Your assignment:
Determine how many lines in the entries contain the word "instance", and give that number with no other text.

Segmentation mask data
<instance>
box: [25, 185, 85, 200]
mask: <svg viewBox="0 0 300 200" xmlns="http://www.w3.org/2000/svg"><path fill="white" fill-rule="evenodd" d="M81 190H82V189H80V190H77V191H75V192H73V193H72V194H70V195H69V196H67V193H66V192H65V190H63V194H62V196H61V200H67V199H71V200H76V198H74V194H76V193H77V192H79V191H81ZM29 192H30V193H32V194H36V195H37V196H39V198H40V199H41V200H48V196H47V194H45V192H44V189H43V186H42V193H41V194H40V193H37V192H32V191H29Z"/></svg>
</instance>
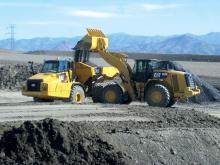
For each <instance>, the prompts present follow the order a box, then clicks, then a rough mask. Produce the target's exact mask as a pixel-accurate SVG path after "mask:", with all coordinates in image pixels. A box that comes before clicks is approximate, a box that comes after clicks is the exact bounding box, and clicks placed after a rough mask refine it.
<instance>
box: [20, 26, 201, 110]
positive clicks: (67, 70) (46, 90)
mask: <svg viewBox="0 0 220 165" xmlns="http://www.w3.org/2000/svg"><path fill="white" fill-rule="evenodd" d="M107 49H108V38H107V37H106V36H105V35H104V34H103V32H102V31H100V30H96V29H87V34H86V35H85V36H84V37H83V38H82V39H81V40H80V41H79V42H78V43H77V44H76V46H75V47H74V50H75V53H74V54H75V56H74V60H73V61H63V60H49V61H46V62H45V63H44V65H43V68H42V71H41V73H39V74H36V75H34V76H32V77H30V78H29V79H28V80H27V83H26V84H25V85H24V86H23V87H22V94H23V95H25V96H31V97H33V98H34V100H35V101H42V100H44V101H45V100H54V99H63V100H69V101H71V102H73V103H82V102H84V99H85V96H91V97H92V99H93V102H100V103H112V104H128V103H130V102H131V101H134V100H139V101H142V102H147V103H148V104H149V105H150V106H159V107H170V106H172V105H173V104H175V102H176V101H177V100H179V99H186V98H189V97H192V96H196V95H199V94H200V89H198V87H197V86H196V84H195V83H194V81H193V79H192V76H191V75H190V74H189V73H186V72H183V71H176V70H174V69H173V68H172V65H171V63H169V62H168V61H159V60H147V59H139V60H136V61H135V65H134V68H133V69H132V68H131V67H130V65H129V64H128V62H127V55H126V54H123V53H117V52H109V51H107ZM91 52H96V53H99V55H100V56H101V58H103V59H104V60H105V61H106V62H107V63H108V64H110V65H111V66H112V67H97V66H94V65H92V64H91V63H90V62H89V56H90V54H91Z"/></svg>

Answer to this task:
4